**GIVEN PROBLEM 1**
Read the passage on scrambled sound stimuli and decide whether each statement agrees with it. Answer yes or no and quote the words that settle it.
(a) Zhao et al. (2016) found that scrambled and neutral sounds got similar valence and arousal ratings.
(b) The authors conclude that scrambled sounds should not be used in studies of auditory emotion processing.
(c) Angry original stimuli drew more extreme valence ratings than happy ones.
**GIVEN PROBLEM 2**
Answer these questions from the passage on scrambled sound stimuli.
(a) What kind of excerpts did Menon and Levitin (2005) time-scramble?
(b) Which scrambled versions appeared to be bimodally distributed?
(c) What kind of valence ratings did the authors use in their study?
**GIVEN PROBLEM 3**
Write the next part of the passage on scrambled sound stimuli, picking up after its last sentence.

**EXTRACT TO READ**

Notably, there was a tendency for scrambled stimuli to be rated as more unpleasant than their original versions. To our knowledge, only a few studies have included explicit valence and arousal ratings of scrambled stimuli. In contrast to our findings, Zhao et al. (2016) presented frequency-scrambled sounds and reported comparable valence and arousal ratings for scrambled and neutral sounds, in addition to scrambled stimuli being rated as meaningless. However, time-scrambled classical music excerpts in Menon and Levitin (2005) were rated both as less pleasant than the original stimuli and as rather unpleasant. To detect potential response tendencies, we investigated the overall rating distributions (Fig. 4) of the original stimuli and the scrambled versions. Several aspects were noteworthy: some asymmetry was observed for the original stimuli, with more extreme (positive) valence ratings for happy stimuli compared to the angry stimuli, and neutral, original stimuli tended to be rated slightly positive. For all scrambling methods and the neutral, original stimuli, there were inflated ratings for the midpoint of the response scale. Due to the nature of the slider responses with initial thumb values, the resolution around the center is low, as participants tend to leave the slider at its default value if it is subjectively close to their (latent) rating. Notably, frequency-scrambled versions appeared to be bimodally distributed, with a second peak at the negative end of the rating scale, i.e., some participants rated them as highly unpleasant.
Implications
In our study, we used explicit valence ratings. Explicit ratings or categorizations can be viewed as the integrated and cumulative outcome of encoding and appraisal processes and do not necessarily correspond to valence-driven effects at earlier, automatic processing stages (e.g., Hammerschmidt et al., 2017; Rossi et al., 2017; Roux et al., 2010; Walla et al., 2013; Wieser et al., 2006). Thus, our findings do not suggest that scrambled versions of auditory stimuli should not be used in studies of auditory (emotion) processing. However, the assumption of using them as a neutral control may be flawed and may overshadow emotion effects in processing stages that are sensitive to general valence or arousal effects. Moreover, it may be problematic to use scrambled versions as references for difference measures (e.g., negative-scrambled vs. positive-scrambled). In the case of valence differences between scrambled versions, the valence effects of interest might be falsely detected or not detected at all. If the possibility cannot be excluded that the measures of interest are insensitive to valence differences, it might be beneficial to test the homogeneity of scrambled stimulus responses beforehand.

**RAW DATA**
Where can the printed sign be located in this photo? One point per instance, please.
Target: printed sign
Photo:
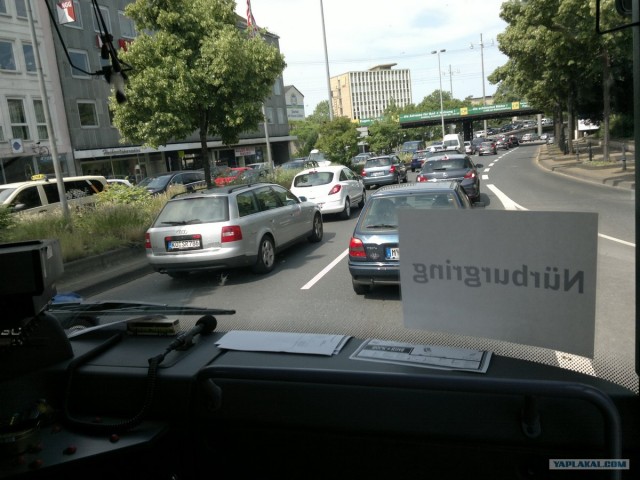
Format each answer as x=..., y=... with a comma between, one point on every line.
x=516, y=276
x=66, y=13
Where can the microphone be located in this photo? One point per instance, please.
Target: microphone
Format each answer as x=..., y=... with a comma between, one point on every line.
x=204, y=326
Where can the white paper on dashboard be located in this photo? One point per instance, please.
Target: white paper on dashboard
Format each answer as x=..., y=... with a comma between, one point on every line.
x=517, y=276
x=306, y=343
x=425, y=356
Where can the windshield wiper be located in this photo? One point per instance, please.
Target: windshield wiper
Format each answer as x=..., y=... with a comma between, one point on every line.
x=119, y=308
x=381, y=225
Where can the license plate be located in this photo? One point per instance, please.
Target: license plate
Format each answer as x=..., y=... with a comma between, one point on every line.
x=392, y=253
x=174, y=245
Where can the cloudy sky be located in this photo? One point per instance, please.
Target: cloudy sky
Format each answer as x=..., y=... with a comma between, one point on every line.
x=362, y=34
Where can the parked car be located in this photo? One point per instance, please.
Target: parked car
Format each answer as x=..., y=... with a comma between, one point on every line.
x=422, y=156
x=162, y=182
x=501, y=143
x=374, y=256
x=384, y=170
x=41, y=193
x=299, y=164
x=488, y=147
x=358, y=160
x=468, y=148
x=335, y=189
x=228, y=227
x=119, y=181
x=458, y=167
x=231, y=175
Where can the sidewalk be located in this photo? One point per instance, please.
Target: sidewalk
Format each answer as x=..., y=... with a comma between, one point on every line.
x=613, y=174
x=92, y=275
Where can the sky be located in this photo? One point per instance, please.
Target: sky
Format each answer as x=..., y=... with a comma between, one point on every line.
x=362, y=34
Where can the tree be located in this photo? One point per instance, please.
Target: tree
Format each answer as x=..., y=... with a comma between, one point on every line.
x=557, y=60
x=338, y=139
x=196, y=72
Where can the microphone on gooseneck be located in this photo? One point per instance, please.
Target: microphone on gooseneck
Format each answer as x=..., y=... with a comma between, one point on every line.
x=204, y=326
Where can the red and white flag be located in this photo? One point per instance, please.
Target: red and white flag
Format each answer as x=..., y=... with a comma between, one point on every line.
x=251, y=22
x=66, y=13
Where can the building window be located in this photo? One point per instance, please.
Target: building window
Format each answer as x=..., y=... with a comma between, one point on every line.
x=7, y=60
x=88, y=114
x=21, y=9
x=127, y=27
x=29, y=57
x=41, y=123
x=80, y=60
x=18, y=119
x=76, y=10
x=104, y=12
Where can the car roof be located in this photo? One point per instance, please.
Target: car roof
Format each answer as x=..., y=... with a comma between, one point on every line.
x=414, y=188
x=327, y=168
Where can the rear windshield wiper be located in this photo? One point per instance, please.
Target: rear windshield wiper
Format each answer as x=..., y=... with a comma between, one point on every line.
x=381, y=225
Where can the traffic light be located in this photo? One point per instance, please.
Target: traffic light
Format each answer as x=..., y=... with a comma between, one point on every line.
x=624, y=7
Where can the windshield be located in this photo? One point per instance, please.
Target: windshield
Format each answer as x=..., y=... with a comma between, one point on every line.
x=510, y=268
x=155, y=182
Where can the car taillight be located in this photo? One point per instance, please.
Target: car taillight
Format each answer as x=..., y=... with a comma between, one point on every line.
x=356, y=248
x=232, y=233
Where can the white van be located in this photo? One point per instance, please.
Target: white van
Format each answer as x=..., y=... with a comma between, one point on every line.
x=453, y=141
x=42, y=195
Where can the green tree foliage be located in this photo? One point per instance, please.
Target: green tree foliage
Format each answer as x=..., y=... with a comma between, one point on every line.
x=196, y=71
x=559, y=62
x=338, y=140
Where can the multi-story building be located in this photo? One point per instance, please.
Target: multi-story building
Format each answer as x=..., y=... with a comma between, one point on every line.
x=366, y=94
x=79, y=100
x=295, y=103
x=25, y=146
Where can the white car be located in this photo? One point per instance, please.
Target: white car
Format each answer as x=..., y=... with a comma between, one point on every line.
x=335, y=189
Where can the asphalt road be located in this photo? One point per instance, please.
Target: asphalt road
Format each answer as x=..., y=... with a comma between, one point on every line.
x=310, y=288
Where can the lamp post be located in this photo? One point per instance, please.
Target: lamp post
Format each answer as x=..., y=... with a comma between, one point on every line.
x=438, y=52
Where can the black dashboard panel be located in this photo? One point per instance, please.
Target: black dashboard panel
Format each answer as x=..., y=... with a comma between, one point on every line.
x=212, y=413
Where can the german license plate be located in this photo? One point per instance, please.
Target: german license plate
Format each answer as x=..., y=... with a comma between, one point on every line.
x=174, y=245
x=392, y=253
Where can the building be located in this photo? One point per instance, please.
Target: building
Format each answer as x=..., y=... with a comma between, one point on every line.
x=366, y=94
x=79, y=102
x=25, y=146
x=295, y=103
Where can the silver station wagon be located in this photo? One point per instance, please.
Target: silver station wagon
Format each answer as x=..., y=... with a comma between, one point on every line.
x=230, y=227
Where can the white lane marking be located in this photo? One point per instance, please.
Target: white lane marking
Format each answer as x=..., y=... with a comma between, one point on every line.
x=506, y=201
x=324, y=271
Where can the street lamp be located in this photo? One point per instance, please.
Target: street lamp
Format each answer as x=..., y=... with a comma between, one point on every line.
x=438, y=52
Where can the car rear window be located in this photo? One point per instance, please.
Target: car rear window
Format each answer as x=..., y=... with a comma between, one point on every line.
x=194, y=210
x=438, y=165
x=378, y=162
x=313, y=179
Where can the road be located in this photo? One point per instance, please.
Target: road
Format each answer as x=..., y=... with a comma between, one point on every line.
x=310, y=288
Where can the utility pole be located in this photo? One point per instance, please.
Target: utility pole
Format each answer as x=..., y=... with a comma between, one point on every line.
x=47, y=116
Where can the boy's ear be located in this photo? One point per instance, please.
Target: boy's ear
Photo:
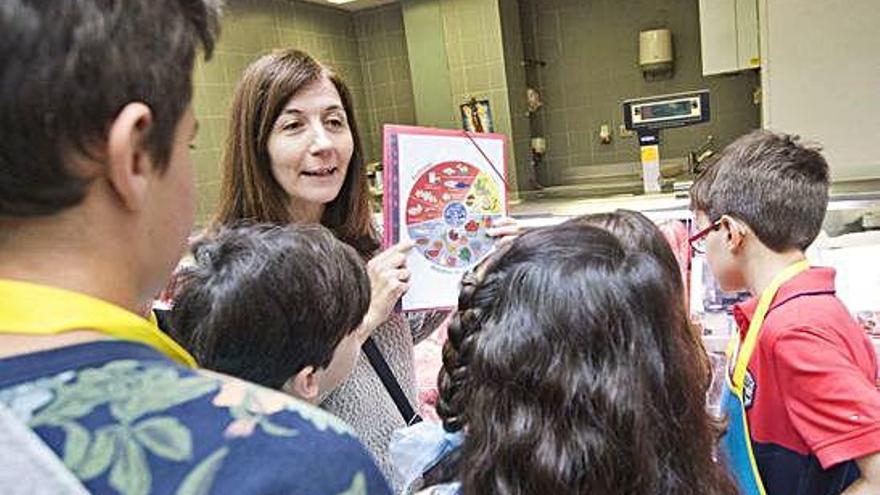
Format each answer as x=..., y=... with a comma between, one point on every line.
x=128, y=163
x=735, y=231
x=304, y=384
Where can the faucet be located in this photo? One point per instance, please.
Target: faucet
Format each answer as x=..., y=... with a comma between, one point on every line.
x=698, y=155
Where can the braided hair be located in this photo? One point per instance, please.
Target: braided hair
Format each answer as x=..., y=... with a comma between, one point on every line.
x=568, y=373
x=463, y=329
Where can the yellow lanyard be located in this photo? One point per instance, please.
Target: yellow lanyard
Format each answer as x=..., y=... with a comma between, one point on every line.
x=33, y=309
x=748, y=345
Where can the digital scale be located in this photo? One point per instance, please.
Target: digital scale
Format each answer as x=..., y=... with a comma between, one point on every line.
x=646, y=116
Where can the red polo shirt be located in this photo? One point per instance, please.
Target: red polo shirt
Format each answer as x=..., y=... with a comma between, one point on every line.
x=814, y=389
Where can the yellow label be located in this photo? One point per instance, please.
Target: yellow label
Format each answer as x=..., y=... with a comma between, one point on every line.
x=650, y=153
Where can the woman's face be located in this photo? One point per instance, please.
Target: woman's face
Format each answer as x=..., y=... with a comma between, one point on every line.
x=309, y=149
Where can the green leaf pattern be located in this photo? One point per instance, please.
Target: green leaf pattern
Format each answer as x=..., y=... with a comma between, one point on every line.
x=135, y=394
x=200, y=480
x=358, y=485
x=131, y=392
x=130, y=473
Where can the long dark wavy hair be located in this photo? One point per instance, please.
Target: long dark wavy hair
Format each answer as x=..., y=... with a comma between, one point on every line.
x=249, y=191
x=637, y=233
x=571, y=370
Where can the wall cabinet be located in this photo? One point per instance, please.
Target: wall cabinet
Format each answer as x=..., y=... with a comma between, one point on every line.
x=729, y=36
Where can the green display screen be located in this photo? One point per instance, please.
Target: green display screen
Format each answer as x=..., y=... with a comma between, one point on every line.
x=680, y=108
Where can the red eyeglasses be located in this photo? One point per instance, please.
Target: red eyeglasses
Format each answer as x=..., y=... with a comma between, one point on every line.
x=698, y=240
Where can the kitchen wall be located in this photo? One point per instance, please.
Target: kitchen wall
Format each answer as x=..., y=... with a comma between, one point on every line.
x=591, y=54
x=385, y=65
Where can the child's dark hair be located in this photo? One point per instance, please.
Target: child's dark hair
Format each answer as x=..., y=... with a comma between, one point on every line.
x=66, y=71
x=569, y=374
x=262, y=302
x=773, y=183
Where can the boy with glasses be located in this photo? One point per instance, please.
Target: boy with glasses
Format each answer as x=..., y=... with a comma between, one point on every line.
x=802, y=400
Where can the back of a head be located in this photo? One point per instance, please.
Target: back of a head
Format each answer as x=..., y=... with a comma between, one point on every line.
x=68, y=67
x=767, y=180
x=636, y=232
x=262, y=302
x=569, y=375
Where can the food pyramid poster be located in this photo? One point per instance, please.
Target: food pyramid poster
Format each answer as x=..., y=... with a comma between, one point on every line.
x=443, y=189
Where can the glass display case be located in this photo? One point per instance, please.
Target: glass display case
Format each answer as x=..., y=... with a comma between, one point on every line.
x=849, y=242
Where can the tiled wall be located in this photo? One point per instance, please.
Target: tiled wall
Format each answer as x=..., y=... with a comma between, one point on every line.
x=512, y=42
x=251, y=28
x=386, y=73
x=591, y=51
x=476, y=58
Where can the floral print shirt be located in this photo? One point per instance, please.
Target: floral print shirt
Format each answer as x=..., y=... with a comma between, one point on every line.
x=125, y=419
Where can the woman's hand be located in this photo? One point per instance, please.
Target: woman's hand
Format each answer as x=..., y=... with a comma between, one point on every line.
x=389, y=280
x=505, y=230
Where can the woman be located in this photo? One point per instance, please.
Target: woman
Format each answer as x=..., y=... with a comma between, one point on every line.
x=569, y=369
x=294, y=155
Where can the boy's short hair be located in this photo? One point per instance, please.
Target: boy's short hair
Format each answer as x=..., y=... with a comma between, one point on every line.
x=770, y=181
x=69, y=67
x=263, y=302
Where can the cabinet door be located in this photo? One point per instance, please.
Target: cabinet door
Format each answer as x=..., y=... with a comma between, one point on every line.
x=747, y=47
x=718, y=36
x=729, y=35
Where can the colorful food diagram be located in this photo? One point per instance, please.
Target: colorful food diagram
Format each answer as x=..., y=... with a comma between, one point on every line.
x=448, y=211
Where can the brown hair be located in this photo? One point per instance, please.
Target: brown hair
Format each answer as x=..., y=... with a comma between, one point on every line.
x=305, y=292
x=249, y=191
x=68, y=68
x=773, y=183
x=570, y=370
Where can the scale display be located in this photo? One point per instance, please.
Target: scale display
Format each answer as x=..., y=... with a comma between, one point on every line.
x=659, y=112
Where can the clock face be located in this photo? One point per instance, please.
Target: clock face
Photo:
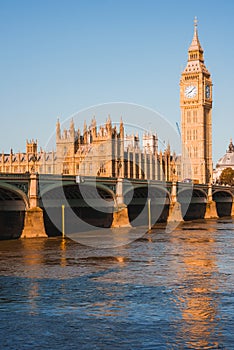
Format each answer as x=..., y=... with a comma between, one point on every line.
x=207, y=91
x=190, y=91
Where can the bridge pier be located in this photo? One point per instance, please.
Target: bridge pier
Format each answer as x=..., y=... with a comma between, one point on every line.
x=175, y=214
x=211, y=211
x=120, y=214
x=34, y=220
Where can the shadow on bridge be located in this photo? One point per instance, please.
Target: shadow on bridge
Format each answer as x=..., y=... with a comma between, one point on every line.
x=86, y=207
x=137, y=202
x=13, y=204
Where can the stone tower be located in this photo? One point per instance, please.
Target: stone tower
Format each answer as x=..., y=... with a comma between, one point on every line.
x=196, y=121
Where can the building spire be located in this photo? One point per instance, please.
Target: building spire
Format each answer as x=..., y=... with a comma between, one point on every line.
x=195, y=50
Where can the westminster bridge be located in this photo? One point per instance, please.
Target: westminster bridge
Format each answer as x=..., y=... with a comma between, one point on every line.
x=31, y=204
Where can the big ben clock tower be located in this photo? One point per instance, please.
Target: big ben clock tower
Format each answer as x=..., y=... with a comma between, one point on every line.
x=196, y=122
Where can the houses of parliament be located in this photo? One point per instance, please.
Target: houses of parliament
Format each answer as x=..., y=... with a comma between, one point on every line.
x=108, y=151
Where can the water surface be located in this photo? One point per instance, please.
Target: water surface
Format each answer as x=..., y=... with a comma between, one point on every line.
x=166, y=290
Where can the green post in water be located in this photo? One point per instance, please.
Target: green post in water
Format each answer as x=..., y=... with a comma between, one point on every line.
x=63, y=221
x=149, y=214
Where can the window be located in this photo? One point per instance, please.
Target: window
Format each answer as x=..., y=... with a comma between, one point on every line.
x=188, y=116
x=195, y=116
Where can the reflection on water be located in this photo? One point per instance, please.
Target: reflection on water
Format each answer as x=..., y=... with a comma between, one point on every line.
x=163, y=291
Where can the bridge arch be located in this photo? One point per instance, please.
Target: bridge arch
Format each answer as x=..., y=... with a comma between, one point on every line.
x=92, y=203
x=193, y=202
x=136, y=198
x=224, y=199
x=13, y=204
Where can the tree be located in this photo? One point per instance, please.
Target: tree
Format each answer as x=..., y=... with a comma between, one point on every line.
x=227, y=177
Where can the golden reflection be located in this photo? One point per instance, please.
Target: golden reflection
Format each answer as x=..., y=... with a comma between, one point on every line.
x=33, y=295
x=33, y=256
x=197, y=271
x=120, y=259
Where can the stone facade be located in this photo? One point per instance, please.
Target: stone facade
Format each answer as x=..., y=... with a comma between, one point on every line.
x=105, y=151
x=196, y=122
x=227, y=161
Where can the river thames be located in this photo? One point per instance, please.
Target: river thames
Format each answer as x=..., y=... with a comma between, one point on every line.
x=165, y=290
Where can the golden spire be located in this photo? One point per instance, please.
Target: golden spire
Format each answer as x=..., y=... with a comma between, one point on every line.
x=195, y=46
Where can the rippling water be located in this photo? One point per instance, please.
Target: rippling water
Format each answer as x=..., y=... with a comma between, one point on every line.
x=163, y=291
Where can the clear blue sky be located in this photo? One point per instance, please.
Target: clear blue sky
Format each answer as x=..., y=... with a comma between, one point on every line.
x=59, y=56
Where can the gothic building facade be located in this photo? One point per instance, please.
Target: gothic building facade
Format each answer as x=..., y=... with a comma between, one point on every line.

**EXERCISE ANSWER 1**
(a) Yes: "reported comparable valence and arousal ratings for scrambled and neutral sounds"
(b) No: "our findings do not suggest that scrambled versions of auditory stimuli should not be used in studies of auditory (emotion) processing"
(c) No: "with more extreme (positive) valence ratings for happy stimuli compared to the angry stimuli"

**EXERCISE ANSWER 2**
(a) Classical music excerpts
(b) The frequency-scrambled versions
(c) Explicit valence ratings

**EXERCISE ANSWER 3**
Our findings raised the question of whether there is a fundamental difference between visual and auditory scrambling. Visual scrambling methods have been criticized (e.g., Dakin et al., 2002; Stojanoski & Cusack, 2014), mainly for maintaining or not maintaining important low-level features. However, only a few studies included assessments of valence and arousal for scrambled images, possibly due to the intuitive assumption that without recognizability of affective stimuli, there would be no valence effects (e.g., Braly et al., 2021). Another important aspect is that different low-level features might serve as general valence cues for recognizing emotional stimuli. For example, Delplanque et al. (2007) reported spatial frequencies confounding emotion effects for images selected from the International Affective Picture System (IAPS) database (Lang et al., 2005). Thus, valence effects may resist even in the absence (or reduction) of object recognition and even in the case of earlier processing. For example, arousal and valence of the original stimuli affected mid-latency event-related potentials (ERPs) in their spatially scrambled versions in Rozenkrants et al. (2007). In contrast, no valence effects on mid-latency ERPs of spatially scrambled emotional pictures were reported by Cano et al. (2009).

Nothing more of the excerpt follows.